* AIM
Could you copy out, word for word, the part of the listing below that begins with the line containing "of the hamburger" and continues through the line containing "x=398, y=170", both of those lines included?

------------------------------------------------------------------------

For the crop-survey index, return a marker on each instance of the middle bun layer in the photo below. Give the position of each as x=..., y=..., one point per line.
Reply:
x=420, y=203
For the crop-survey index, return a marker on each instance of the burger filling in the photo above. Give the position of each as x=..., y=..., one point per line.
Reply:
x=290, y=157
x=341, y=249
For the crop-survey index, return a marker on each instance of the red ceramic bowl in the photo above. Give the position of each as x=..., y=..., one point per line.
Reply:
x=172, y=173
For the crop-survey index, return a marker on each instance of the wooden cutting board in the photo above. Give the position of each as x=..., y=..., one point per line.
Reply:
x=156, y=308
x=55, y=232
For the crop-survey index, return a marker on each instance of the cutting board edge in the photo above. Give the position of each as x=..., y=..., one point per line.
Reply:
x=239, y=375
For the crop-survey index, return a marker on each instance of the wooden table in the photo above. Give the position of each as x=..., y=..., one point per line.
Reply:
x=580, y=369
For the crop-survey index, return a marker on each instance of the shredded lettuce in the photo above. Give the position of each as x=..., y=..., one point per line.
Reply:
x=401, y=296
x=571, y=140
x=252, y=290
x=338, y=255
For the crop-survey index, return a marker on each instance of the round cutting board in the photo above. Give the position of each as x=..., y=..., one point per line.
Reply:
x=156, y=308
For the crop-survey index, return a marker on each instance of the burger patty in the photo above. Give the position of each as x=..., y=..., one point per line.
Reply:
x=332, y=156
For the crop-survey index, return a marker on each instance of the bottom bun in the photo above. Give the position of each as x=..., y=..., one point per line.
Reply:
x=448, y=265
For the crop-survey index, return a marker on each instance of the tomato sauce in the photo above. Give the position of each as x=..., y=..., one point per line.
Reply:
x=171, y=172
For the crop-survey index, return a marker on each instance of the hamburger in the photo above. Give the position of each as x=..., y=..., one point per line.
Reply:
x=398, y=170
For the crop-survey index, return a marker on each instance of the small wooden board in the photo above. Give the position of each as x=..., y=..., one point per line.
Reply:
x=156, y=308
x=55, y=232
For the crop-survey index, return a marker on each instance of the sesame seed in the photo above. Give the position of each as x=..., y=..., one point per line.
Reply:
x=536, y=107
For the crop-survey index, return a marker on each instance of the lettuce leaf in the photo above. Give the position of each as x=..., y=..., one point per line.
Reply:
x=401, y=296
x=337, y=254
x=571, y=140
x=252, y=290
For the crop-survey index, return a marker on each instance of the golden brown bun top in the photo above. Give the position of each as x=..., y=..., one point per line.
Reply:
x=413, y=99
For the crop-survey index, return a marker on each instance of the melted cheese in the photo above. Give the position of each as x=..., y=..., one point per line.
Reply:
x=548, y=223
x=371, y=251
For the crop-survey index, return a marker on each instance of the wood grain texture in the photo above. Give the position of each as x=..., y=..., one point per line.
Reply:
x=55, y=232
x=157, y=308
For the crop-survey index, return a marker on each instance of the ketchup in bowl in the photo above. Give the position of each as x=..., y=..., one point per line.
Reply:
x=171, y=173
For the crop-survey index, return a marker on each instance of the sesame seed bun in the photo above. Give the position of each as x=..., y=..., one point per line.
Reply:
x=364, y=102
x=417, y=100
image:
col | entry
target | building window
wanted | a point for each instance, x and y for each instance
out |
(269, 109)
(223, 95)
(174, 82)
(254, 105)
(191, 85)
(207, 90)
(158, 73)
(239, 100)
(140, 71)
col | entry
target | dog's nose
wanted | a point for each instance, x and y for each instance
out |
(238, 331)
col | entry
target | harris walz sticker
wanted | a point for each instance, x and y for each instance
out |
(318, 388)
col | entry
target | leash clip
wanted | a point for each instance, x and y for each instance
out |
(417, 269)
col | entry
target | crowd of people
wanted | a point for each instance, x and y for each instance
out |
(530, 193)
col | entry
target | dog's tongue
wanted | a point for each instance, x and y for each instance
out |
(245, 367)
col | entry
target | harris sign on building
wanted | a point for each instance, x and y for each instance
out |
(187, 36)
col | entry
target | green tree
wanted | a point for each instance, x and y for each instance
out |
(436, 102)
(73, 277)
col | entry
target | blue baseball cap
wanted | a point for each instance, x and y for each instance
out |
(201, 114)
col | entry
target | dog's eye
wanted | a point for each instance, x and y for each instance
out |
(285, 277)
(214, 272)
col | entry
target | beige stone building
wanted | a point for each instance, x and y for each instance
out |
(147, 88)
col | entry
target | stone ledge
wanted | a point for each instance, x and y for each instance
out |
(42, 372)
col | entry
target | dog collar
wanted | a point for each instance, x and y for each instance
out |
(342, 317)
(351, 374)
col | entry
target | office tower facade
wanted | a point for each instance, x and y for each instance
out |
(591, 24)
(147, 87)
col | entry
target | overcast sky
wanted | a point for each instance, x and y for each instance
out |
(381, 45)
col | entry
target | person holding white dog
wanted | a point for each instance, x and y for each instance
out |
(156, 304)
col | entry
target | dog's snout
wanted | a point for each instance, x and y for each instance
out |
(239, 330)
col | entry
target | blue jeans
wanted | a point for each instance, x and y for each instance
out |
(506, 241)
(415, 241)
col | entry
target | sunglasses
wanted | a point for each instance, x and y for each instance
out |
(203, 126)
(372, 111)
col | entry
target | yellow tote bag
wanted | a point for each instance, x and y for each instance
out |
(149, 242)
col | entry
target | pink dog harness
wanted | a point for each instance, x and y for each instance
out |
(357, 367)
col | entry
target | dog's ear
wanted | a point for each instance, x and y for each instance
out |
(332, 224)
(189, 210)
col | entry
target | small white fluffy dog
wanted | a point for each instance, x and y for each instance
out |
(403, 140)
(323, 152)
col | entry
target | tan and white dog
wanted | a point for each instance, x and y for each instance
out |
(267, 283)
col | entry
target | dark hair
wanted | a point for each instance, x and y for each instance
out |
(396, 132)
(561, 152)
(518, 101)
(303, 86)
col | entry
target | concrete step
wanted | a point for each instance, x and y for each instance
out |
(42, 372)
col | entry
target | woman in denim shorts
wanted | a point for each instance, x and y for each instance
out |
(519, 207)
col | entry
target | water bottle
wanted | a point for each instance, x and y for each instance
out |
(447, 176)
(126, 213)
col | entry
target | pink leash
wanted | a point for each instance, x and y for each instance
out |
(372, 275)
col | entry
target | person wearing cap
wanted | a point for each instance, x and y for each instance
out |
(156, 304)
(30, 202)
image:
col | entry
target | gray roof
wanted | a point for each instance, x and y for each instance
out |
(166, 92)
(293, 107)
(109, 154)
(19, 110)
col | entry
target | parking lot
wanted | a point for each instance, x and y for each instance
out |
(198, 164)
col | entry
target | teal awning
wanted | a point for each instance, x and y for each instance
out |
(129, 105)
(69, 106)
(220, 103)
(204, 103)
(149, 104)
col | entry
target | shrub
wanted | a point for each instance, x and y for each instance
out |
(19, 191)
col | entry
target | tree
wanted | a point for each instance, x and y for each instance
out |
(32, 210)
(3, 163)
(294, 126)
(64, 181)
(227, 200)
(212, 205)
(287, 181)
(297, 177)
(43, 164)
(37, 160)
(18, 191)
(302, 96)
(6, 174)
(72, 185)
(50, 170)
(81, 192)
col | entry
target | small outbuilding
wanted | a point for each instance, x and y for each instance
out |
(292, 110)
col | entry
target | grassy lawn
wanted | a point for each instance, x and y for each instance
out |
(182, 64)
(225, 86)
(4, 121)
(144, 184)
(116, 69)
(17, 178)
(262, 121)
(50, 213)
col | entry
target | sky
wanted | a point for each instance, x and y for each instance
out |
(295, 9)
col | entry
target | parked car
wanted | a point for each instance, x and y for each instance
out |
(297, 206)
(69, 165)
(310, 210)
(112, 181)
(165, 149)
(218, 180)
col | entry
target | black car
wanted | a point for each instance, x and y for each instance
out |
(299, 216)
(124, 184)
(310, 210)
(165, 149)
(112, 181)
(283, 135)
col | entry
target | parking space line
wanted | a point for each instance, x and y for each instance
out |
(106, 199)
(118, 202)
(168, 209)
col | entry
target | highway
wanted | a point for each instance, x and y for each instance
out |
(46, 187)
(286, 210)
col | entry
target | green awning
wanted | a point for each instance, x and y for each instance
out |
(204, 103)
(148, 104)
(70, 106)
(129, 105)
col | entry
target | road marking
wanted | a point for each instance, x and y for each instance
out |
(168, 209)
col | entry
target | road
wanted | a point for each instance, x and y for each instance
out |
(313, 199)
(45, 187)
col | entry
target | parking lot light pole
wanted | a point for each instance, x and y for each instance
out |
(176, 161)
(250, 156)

------------------------------------------------------------------------

* FINISHED TASK
For the crop-survey index, return a marker on each instance of the hamburger in the photo above. Give the position of each as x=..., y=..., one point per line.
Reply:
x=398, y=170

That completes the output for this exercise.